— START OF INPUT MATERIAL —

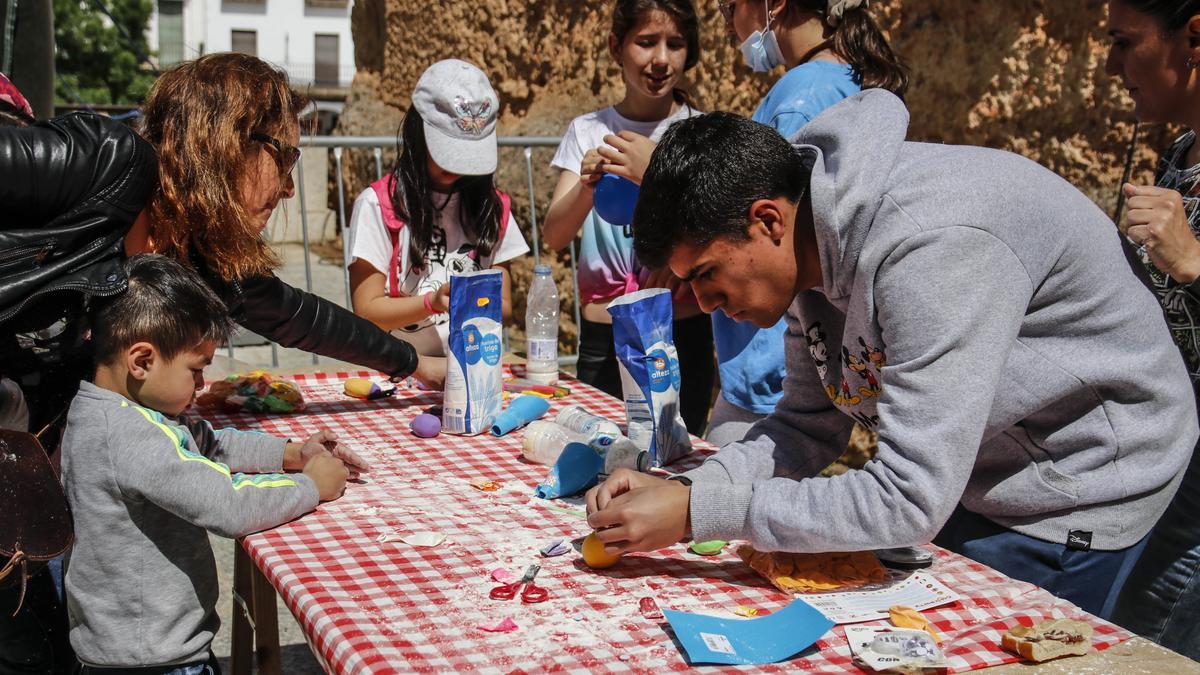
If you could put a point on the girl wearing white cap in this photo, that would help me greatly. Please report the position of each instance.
(437, 214)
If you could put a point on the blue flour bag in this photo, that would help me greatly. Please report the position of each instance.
(649, 374)
(474, 375)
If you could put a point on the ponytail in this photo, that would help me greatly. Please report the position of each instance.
(859, 41)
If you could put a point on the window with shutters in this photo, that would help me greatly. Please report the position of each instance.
(245, 41)
(325, 72)
(171, 33)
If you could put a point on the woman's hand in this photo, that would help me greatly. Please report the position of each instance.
(1157, 221)
(628, 155)
(431, 372)
(592, 168)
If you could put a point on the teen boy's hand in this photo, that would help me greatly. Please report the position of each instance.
(329, 475)
(635, 512)
(297, 455)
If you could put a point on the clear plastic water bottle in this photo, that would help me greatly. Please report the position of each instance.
(541, 328)
(605, 437)
(544, 441)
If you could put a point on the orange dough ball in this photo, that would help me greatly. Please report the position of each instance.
(594, 555)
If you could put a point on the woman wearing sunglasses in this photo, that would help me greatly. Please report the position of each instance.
(226, 129)
(83, 189)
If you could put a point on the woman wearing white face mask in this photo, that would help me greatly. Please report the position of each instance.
(832, 48)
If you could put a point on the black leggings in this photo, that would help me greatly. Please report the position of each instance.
(697, 365)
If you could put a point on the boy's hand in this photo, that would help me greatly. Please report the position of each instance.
(643, 519)
(325, 441)
(618, 483)
(329, 473)
(628, 156)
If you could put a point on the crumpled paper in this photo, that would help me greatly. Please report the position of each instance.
(419, 539)
(505, 626)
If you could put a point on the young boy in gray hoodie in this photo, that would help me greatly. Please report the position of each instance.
(147, 487)
(969, 305)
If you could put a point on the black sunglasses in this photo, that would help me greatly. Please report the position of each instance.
(286, 156)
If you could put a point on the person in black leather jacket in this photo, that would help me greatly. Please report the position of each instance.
(79, 195)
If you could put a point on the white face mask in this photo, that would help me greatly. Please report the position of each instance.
(761, 49)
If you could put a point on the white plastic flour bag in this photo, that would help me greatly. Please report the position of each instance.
(474, 375)
(649, 374)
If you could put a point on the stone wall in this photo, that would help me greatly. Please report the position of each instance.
(1024, 75)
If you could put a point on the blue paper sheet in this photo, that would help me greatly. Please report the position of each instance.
(769, 639)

— END OF INPUT MATERIAL —

WRITTEN REQUEST — Put every line of the records above into a Markdown table with two columns, Row for the row number and Line for the text of that line, and skip any blank lines. Leave the pictures out of the table.

EXPECTED ANSWER —
| Row | Line |
|---|---|
| 1 | If you could put a point on the girl wearing white cap in this photo, that would help me greatly. Please report the position of each instance. |
| 2 | (437, 214) |
| 3 | If you could put a point on the blue flour bag in this photo, that would help me greatly. Please report the position of each instance. |
| 4 | (649, 374) |
| 5 | (474, 375) |
| 6 | If you could put a point on the ponytail in this photo, that would help me greatly. Please report the position of each instance. |
| 7 | (859, 41) |
| 8 | If you could put a point on the window with shutters in this photo, that would help me greatly. Please report the position of each instance. |
| 9 | (245, 41) |
| 10 | (325, 72) |
| 11 | (171, 33) |
| 12 | If you could put a point on the woman's hand in this photo, that would help me greatly. Please report the position of each instance. |
| 13 | (1157, 221) |
| 14 | (628, 155) |
| 15 | (431, 372) |
| 16 | (592, 168) |
| 17 | If you could put a point on the teen boy's hand in this photo, that would help me greatly. Please report the position of each instance. |
| 18 | (329, 475) |
| 19 | (635, 512) |
| 20 | (297, 455) |
| 21 | If you could put a point on the clear plastic water bottle in this photo, that would help me greatly. Please report the position of each instance. |
| 22 | (541, 328) |
| 23 | (605, 437) |
| 24 | (544, 441) |
| 25 | If you could put a point on the orange dough ball in this photo, that would help me greatly. Please report the position of each instance. |
| 26 | (594, 555) |
| 27 | If you could put a point on the woman wearing sunglasses in this photo, that would help me greatly. Please report the position of each instance. |
| 28 | (226, 129) |
| 29 | (83, 189) |
| 30 | If you could put a point on the woman wearing white face mask in this photo, that would help me greatly. Please report the position of each instance. |
| 31 | (832, 48) |
| 32 | If you could put a point on the black leggings in this photo, that would help me greatly. Please report the position of each instance. |
| 33 | (697, 365) |
| 34 | If you could put a point on the boy's hand in this photo, that would help me greatly. Please report the position of each instance. |
| 35 | (643, 519) |
| 36 | (325, 441) |
| 37 | (618, 483) |
| 38 | (329, 473) |
| 39 | (628, 156) |
| 40 | If you could put a point on the crumpled paper in this photo, that would help me greatly. Please report the position of each instance. |
| 41 | (419, 539) |
| 42 | (505, 626) |
| 43 | If you could put a point on the young boy in gray hoodie in this photo, that would help me greatly. Please report the position of each instance. |
| 44 | (147, 487) |
| 45 | (969, 305) |
| 46 | If you could put a point on the black sunglasses in this photo, that would help me greatly. Please report the position of each instance. |
| 47 | (286, 156) |
| 48 | If you could put a point on the person in black leather jacket in this photo, that would help me greatly. Please report the position of each instance. |
| 49 | (79, 195) |
| 50 | If you could put a point on the white face mask in this photo, that would help me greatly. Please report the position of each instance. |
| 51 | (761, 49) |
| 52 | If you could put a point on the white plastic flour bag in this photo, that would help me greatly. Please report the position of each instance. |
| 53 | (474, 375) |
| 54 | (649, 374) |
| 55 | If you could put a point on the stone wall in this photo, that would help me greatly. Please report the position of each instance. |
| 56 | (1024, 75) |
| 57 | If you could put a point on the blue paper sheet in this photo, that would help me greatly. Please report the position of each instance. |
| 58 | (769, 639) |